Exploring Fantasy Lands: A Builder’s Field Report

In my day job, I study and coach the imaginative process. In that case, it’s people in factories trying to solve tricky problems that have them stuck, in some cases for many years. Many times, the reason they’re stuck is because of how they’re thinking about the problem. That isn’t my point today; I’m just letting you know that I think a lot about super-charging imaginations – what makes our creativity go off-road and jump out of ruts and tropes into new lands. It’s pretty fascinating, actually.

Take, for example, the massive city-state called The Jagganatheum:

A single edifice sprawling as large as a city, teeming with millions, and buzzing with the incandescent dreams of building an infinite republic. One building spanning as far as anyone could see, strapped to a mountain. It was gorgeous then in the heyday of Naraia, gleaming white and gold with banners flying from soaring towers. And they had to come together in a way never before imagined just to build such a complex, which was entirely the point. Once it fell out of use hundreds of years later, all manner of unrooted and shiftless people moved in and shabbily built upon its framework. Entire towns have grown up inside its rambling and incoherent architecture now. It’s a dangerous place of wild people and best left to them.

Let me tell you what that’s about and take you there. It really gets to the heart of how imaginations work and how they can change our lives.

If you’re new to Grailrunner, our thing here is inspiration, specifically using science fiction and fantasy novels and tabletop games to explore immersive storytelling. Our signature IP is a world setting and sandbox called Salt Mystic. You can find more here. We’re building out the next volume of characters and locations, and I’m working feverishly on a novel to accompany a major development in the tabletop game.

To begin, all I had in this case was a name (The Jagganatheum) and the vague idea of a giant city sprawling across a mountainside that was cobbled together. In fact, the city was just one enormous, hideous building, ages old, and so patched together and crumbling. The name came from the original form of ‘juggernaut’, extended from referring to Vishnu to include gigantic carts pulled in worship through the streets. It meant ‘big’ to me, so I liked it for the purpose. I always loved the image my dad used to describe of himself growing up in Brooklyn, NY in the 1950’s where he’d shimmy up to the rooftop of his school and stare at the sky, dreaming. I was going to steal that too.

That’s where this guy came from:

Envisioning this big, sprawling, wild place and this nameless dreamer growing up in it, I had to ask why he was such a dreamer looking at the sky? What did he hope to find there? Why did he want to leave? This guy, eventually Lamberghast Mazewater, came of those questions and will ultimately be a war marshal in the service of both The Jagganatheum and beautiful Vimana Station (if he survives these crazy vortex glider experiments!).

▶ _Task to complete_
Decide whether each statement agrees with the field report. Answer yes or no and quote the words that decide it.
1. The name The Jagganatheum comes from the original form of "juggernaut."
2. The Jagganatheum was built on flat land beside the sea.
3. The writer's father grew up in Brooklyn in the 1950s.

▶ _Dataset content_
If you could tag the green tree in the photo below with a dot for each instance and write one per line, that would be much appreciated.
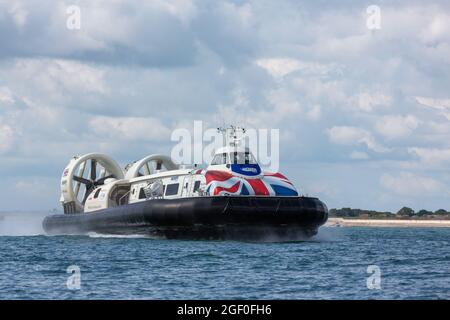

▶ _Solved problem_
1. Yes: "The name came from the original form of ‘juggernaut’"
2. No: "strapped to a mountain"
3. Yes: "growing up in Brooklyn, NY in the 1950’s"